• _Aim_: Rewrite the page on direct access to conjunctive query answers from "Direct Access for" to "it could break.", substituting "feasibility" for "tractability".

• _Page excerpt_:
***

Direct Access for Answers to Conjunctive Queries with Aggregation
Pith reviewed 2026-05-24 09:16 UTC · model grok-4.3
The pith
Past tractability results for direct access to conjunctive query answers extend to annotated databases with aggregation when annotations are excluded from the order.
A machine-rendered reading of the paper's core claim, the machinery that carries it, and where it could break.
Core claim
All past results on direct access continue to hold for annotated databases assuming the annotation does not participate in the lexicographic order. For count-distinct aggregation, which has no efficient semiring representation, the corresponding tractability condition is established. The complexity changes when the aggregate and annotation values are included in the order, and special cases arise with unit annotations and idempotent addition.
What carries the argument
The construction of a loglinear-time data structure providing logarithmic-time direct access to answers, extended via commutative semiring annotations for aggregation.
Load-bearing premise
The annotation itself does not participate in the lexicographic order.
What would settle it
Finding a conjunctive query without self-joins, a lexicographic order excluding annotations, and an annotated database where no loglinear-time data structure for direct access exists, contradicting the extension of past results.
Figures
read the original abstract
We study the fine-grained complexity of conjunctive queries with grouping and aggregation. For common aggregate functions (e.g., min, max, count, sum), such a query can be phrased as an ordinary conjunctive query over a database annotated with a suitable commutative semiring. We investigate the ability to evaluate such queries by constructing in loglinear time a data structure that provides logarithmic-time direct access to the answers ordered by a given lexicographic order. This task is nontrivial since the number of answers might be larger than loglinear in the size of the input, so the data structure needs to provide a compact representation of the space of answers. In the absence of aggregation and annotation, past research established a sufficient tractability condition on queries and orders. For queries without self-joins, this condition is not just sufficient, but also necessary (under conventional lower-bound assumptions in fine-grained complexity). We show that all past results continue to hold for annotated databases, assuming that the annotation itself does not participate in the lexicographic order. Yet, past algorithms do not apply to the count-distinct aggregation, which has no efficient representation as a commutative semiring; for this aggregation, we establish the corresponding tractability condition. We then show how the complexity of the problem changes when we include the aggregate and annotation value in the order. We also study the impact of having all relations but one annotated by the multiplicative identity (one), as happens when we translate aggregate queries into semiring annotations, and having a semiring with an idempotent addition, such as the case of min, max, and count-distinct over a logarithmic-size domain.

***

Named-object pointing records
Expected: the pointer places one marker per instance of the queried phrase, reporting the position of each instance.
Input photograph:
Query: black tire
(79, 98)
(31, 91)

***

• _The completed task_:
Direct Access for Answers to Conjunctive Queries with Aggregation
Pith reviewed 2026-05-24 09:16 UTC · model grok-4.3
The pith
Past feasibility results for direct access to conjunctive query answers extend to annotated databases with aggregation when annotations are excluded from the order.
A machine-rendered reading of the paper's core claim, the machinery that carries it, and where it could break.